◆ Aim of the exercise ◆
Put every line of the records below into a Markdown table with two columns, "Number" and "Text." Number the rows in order and leave out any blank lines.

>> Start Items

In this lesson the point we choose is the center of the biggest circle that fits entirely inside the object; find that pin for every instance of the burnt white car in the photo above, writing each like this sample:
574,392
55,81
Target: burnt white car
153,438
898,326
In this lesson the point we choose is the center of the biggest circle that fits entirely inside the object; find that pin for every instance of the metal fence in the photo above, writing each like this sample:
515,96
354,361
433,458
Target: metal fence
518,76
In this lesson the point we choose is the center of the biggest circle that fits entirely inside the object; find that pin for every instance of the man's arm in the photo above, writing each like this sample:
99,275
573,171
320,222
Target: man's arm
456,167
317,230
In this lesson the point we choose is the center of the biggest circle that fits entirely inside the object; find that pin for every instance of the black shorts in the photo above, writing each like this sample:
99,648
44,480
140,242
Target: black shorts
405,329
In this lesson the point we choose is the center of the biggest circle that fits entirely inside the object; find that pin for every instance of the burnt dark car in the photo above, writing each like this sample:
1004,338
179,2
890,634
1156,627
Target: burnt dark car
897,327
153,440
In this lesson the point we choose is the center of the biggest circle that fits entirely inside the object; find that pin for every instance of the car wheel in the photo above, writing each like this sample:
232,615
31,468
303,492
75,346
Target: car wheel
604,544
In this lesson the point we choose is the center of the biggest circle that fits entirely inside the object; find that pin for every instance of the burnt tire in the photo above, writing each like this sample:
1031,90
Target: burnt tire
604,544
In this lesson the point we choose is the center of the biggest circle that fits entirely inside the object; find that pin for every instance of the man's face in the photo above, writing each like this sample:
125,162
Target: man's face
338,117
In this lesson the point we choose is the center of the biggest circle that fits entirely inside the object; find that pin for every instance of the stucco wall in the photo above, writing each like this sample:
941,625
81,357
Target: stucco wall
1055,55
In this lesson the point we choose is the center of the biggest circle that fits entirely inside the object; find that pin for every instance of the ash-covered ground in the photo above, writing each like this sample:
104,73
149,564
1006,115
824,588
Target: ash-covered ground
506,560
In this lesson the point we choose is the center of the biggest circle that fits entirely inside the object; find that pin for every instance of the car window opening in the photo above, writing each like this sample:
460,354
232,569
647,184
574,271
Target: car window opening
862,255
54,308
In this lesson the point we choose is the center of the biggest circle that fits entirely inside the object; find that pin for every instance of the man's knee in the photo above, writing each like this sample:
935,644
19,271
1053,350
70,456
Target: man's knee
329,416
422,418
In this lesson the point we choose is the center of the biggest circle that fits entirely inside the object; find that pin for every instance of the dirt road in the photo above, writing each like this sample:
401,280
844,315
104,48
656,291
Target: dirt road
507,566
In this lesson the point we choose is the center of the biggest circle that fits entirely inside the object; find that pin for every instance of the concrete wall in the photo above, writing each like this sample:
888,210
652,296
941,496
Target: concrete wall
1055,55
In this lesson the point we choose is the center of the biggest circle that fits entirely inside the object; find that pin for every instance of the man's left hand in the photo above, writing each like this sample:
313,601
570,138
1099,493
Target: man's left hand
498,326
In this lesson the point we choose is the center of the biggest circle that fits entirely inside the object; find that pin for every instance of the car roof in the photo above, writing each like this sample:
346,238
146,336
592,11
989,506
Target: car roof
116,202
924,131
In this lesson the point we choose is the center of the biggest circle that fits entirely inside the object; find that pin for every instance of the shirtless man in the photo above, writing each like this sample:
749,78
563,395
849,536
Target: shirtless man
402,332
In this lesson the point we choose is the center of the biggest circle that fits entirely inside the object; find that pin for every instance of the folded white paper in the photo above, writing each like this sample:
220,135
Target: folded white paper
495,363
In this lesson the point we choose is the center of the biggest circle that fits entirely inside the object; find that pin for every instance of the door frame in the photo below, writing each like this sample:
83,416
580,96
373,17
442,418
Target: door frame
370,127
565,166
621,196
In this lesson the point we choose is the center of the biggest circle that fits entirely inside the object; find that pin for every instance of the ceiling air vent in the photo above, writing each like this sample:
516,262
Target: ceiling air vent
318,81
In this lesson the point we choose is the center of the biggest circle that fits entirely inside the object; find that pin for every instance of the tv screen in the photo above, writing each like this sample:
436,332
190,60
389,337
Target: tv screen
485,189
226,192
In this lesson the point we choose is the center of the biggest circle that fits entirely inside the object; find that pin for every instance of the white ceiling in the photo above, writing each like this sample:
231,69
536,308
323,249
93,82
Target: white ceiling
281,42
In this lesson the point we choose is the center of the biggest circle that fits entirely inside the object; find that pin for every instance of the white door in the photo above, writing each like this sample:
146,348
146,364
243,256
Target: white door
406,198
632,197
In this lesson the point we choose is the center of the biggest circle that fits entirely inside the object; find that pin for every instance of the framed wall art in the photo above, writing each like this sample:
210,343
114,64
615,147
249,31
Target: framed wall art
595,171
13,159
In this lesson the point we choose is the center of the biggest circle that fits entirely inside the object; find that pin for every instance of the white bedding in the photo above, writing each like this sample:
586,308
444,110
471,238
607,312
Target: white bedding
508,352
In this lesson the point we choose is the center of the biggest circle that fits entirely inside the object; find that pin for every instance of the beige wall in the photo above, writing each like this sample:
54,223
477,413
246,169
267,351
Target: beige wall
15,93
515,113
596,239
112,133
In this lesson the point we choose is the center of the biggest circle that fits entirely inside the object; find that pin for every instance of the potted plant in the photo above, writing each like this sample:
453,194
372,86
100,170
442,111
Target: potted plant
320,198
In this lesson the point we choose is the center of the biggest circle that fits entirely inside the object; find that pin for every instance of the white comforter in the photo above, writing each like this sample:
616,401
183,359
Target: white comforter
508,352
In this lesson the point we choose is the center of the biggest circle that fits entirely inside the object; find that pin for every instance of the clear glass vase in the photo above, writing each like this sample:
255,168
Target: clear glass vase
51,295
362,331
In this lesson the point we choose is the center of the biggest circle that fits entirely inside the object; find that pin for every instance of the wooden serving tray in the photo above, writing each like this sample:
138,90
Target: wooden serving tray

>> End Items

◆ Task output ◆
| Number | Text |
|---|---|
| 1 | In this lesson the point we choose is the center of the biggest circle that fits entirely inside the object; find that pin for every instance of the burnt white car in the photo above, writing each like this sample: |
| 2 | 574,392 |
| 3 | 55,81 |
| 4 | Target: burnt white car |
| 5 | 153,438 |
| 6 | 898,326 |
| 7 | In this lesson the point we choose is the center of the biggest circle that fits entirely inside the object; find that pin for every instance of the metal fence in the photo above, writing each like this sample: |
| 8 | 515,96 |
| 9 | 354,361 |
| 10 | 433,458 |
| 11 | Target: metal fence |
| 12 | 518,76 |
| 13 | In this lesson the point we choose is the center of the biggest circle that fits entirely inside the object; find that pin for every instance of the man's arm in the photo above, writing each like this sample: |
| 14 | 99,275 |
| 15 | 573,171 |
| 16 | 320,222 |
| 17 | Target: man's arm |
| 18 | 456,167 |
| 19 | 317,230 |
| 20 | In this lesson the point we choose is the center of the biggest circle that fits entirely inside the object; find that pin for every instance of the black shorts in the photo above, writing each like this sample: |
| 21 | 99,648 |
| 22 | 44,480 |
| 23 | 140,242 |
| 24 | Target: black shorts |
| 25 | 405,329 |
| 26 | In this lesson the point we choose is the center of the biggest circle that fits entirely inside the object; find that pin for every instance of the burnt dark car in the photo above, writing each like this sample: |
| 27 | 1004,338 |
| 28 | 179,2 |
| 29 | 890,634 |
| 30 | 1156,627 |
| 31 | Target: burnt dark car |
| 32 | 897,327 |
| 33 | 153,440 |
| 34 | In this lesson the point we choose is the center of the biggest circle that fits entirely inside the object; find that pin for every instance of the car wheel in the photo above, writing each like this sample: |
| 35 | 232,615 |
| 36 | 31,468 |
| 37 | 303,492 |
| 38 | 75,346 |
| 39 | Target: car wheel |
| 40 | 604,544 |
| 41 | In this lesson the point we choose is the center of the biggest circle that fits entirely inside the object; find that pin for every instance of the burnt tire in the photo above, writing each like this sample: |
| 42 | 1031,90 |
| 43 | Target: burnt tire |
| 44 | 604,544 |
| 45 | In this lesson the point we choose is the center of the biggest circle that fits entirely inside the object; find that pin for every instance of the man's face in the photo above, writing each like this sample: |
| 46 | 125,162 |
| 47 | Target: man's face |
| 48 | 338,117 |
| 49 | In this lesson the point we choose is the center of the biggest circle that fits entirely inside the object; find that pin for every instance of the stucco wall in the photo above, writing each like this sample: |
| 50 | 941,625 |
| 51 | 81,357 |
| 52 | Target: stucco wall |
| 53 | 1055,55 |
| 54 | In this lesson the point we choose is the center of the biggest circle that fits entirely inside the object; find that pin for every instance of the ash-covered ground in the photo above, writing each like this sample: |
| 55 | 104,73 |
| 56 | 149,564 |
| 57 | 1006,115 |
| 58 | 824,588 |
| 59 | Target: ash-covered ground |
| 60 | 506,560 |
| 61 | In this lesson the point we choose is the center of the biggest circle that fits entirely inside the object; find that pin for every instance of the car window opening in the photo above, writing each like this sample: |
| 62 | 460,354 |
| 63 | 232,569 |
| 64 | 647,184 |
| 65 | 574,271 |
| 66 | Target: car window opening |
| 67 | 862,255 |
| 68 | 54,308 |
| 69 | In this lesson the point we choose is the center of the biggest circle that fits entirely inside the object; find that pin for every instance of the man's knee in the photo above, writing each like this sample: |
| 70 | 935,644 |
| 71 | 19,271 |
| 72 | 1053,350 |
| 73 | 70,456 |
| 74 | Target: man's knee |
| 75 | 329,416 |
| 76 | 422,418 |
| 77 | In this lesson the point we choose is the center of the biggest circle that fits entirely inside the object; find that pin for every instance of the dirt road in the photo above, writing each like this sample: |
| 78 | 401,280 |
| 79 | 844,315 |
| 80 | 104,48 |
| 81 | 656,291 |
| 82 | Target: dirt road |
| 83 | 507,566 |
| 84 | In this lesson the point we choose is the center of the biggest circle that fits entirely inside the object; find that pin for every instance of the concrete wall in the photo above, writing each like this sample: |
| 85 | 888,210 |
| 86 | 652,296 |
| 87 | 941,496 |
| 88 | Target: concrete wall |
| 89 | 1055,55 |
| 90 | In this lesson the point we choose is the center of the biggest circle that fits entirely inside the object; find that pin for every instance of the man's left hand in the photo above, writing each like this sample: |
| 91 | 313,601 |
| 92 | 570,138 |
| 93 | 1099,493 |
| 94 | Target: man's left hand |
| 95 | 498,326 |
| 96 | In this lesson the point we choose is the center of the biggest circle that fits entirely inside the object; find that pin for every instance of the car roof in the photo above, writing each like this sample: |
| 97 | 346,238 |
| 98 | 146,336 |
| 99 | 592,11 |
| 100 | 989,506 |
| 101 | Target: car roof |
| 102 | 116,202 |
| 103 | 924,131 |
| 104 | In this lesson the point we choose is the center of the biggest circle that fits entirely inside the object; find that pin for every instance of the shirtless man in the photo above, writing each like this sample: |
| 105 | 749,78 |
| 106 | 563,395 |
| 107 | 849,536 |
| 108 | Target: shirtless man |
| 109 | 402,332 |
| 110 | In this lesson the point we choose is the center of the biggest circle that fits entirely inside the object; find that pin for every instance of the folded white paper in the photo above, writing each like this sample: |
| 111 | 220,135 |
| 112 | Target: folded white paper |
| 113 | 495,363 |
| 114 | In this lesson the point we choose is the center of the biggest circle that fits entirely inside the object; find that pin for every instance of the door frame in the photo below, writing each like this sample: |
| 115 | 83,416 |
| 116 | 580,96 |
| 117 | 373,17 |
| 118 | 442,418 |
| 119 | Target: door frame |
| 120 | 370,127 |
| 121 | 565,166 |
| 122 | 621,196 |
| 123 | In this lesson the point we choose is the center of the biggest circle that fits entirely inside the object; find that pin for every instance of the ceiling air vent in the photo above, writing each like this sample: |
| 124 | 516,262 |
| 125 | Target: ceiling air vent |
| 126 | 318,81 |
| 127 | In this lesson the point we choose is the center of the biggest circle that fits entirely inside the object; find that pin for every instance of the tv screen in the photo above, writing each like this sample: |
| 128 | 436,332 |
| 129 | 190,60 |
| 130 | 389,337 |
| 131 | Target: tv screen |
| 132 | 485,189 |
| 133 | 226,192 |
| 134 | In this lesson the point we choose is the center of the biggest circle that fits entirely inside the object; find that pin for every instance of the white ceiling in the photo above, writing each like this sample: |
| 135 | 231,69 |
| 136 | 536,308 |
| 137 | 323,249 |
| 138 | 93,82 |
| 139 | Target: white ceiling |
| 140 | 281,42 |
| 141 | In this lesson the point we choose is the center of the biggest circle that fits entirely inside the object; find that pin for every instance of the white door in the photo above, writing each like this sample: |
| 142 | 146,348 |
| 143 | 146,364 |
| 144 | 243,256 |
| 145 | Target: white door |
| 146 | 406,198 |
| 147 | 632,197 |
| 148 | In this lesson the point we choose is the center of the biggest circle that fits entirely inside the object; find that pin for every instance of the framed wall art in the photo above, writing each like this sample: |
| 149 | 210,343 |
| 150 | 114,64 |
| 151 | 615,147 |
| 152 | 249,31 |
| 153 | Target: framed wall art |
| 154 | 595,171 |
| 155 | 13,159 |
| 156 | In this lesson the point we choose is the center of the biggest circle that fits entirely inside the object; find that pin for every instance of the white bedding in the photo above, writing each like this sample: |
| 157 | 586,308 |
| 158 | 444,110 |
| 159 | 471,238 |
| 160 | 607,312 |
| 161 | Target: white bedding |
| 162 | 508,352 |
| 163 | In this lesson the point we choose is the center of the biggest circle that fits entirely inside the object; find that pin for every instance of the beige wall in the photo above, writing each like this sample: |
| 164 | 54,223 |
| 165 | 477,413 |
| 166 | 246,169 |
| 167 | 267,351 |
| 168 | Target: beige wall |
| 169 | 15,93 |
| 170 | 515,113 |
| 171 | 596,239 |
| 172 | 112,133 |
| 173 | In this lesson the point we choose is the center of the biggest circle that fits entirely inside the object; find that pin for every instance of the potted plant in the photo above, writing each like this sample: |
| 174 | 453,194 |
| 175 | 372,86 |
| 176 | 100,170 |
| 177 | 442,111 |
| 178 | Target: potted plant |
| 179 | 320,198 |
| 180 | In this lesson the point we choose is the center of the biggest circle that fits entirely inside the object; find that pin for every instance of the white comforter in the photo above, writing each like this sample: |
| 181 | 616,401 |
| 182 | 183,359 |
| 183 | Target: white comforter |
| 184 | 508,352 |
| 185 | In this lesson the point we choose is the center of the biggest circle that fits entirely inside the object; find that pin for every instance of the clear glass vase in the photo above, writing each like this sample: |
| 186 | 255,168 |
| 187 | Target: clear glass vase |
| 188 | 51,295 |
| 189 | 362,331 |
| 190 | In this lesson the point we choose is the center of the biggest circle that fits entirely inside the object; find that pin for every instance of the wooden serving tray in the photo above, writing each like this sample: |
| 191 | 138,90 |
| 192 | Target: wooden serving tray |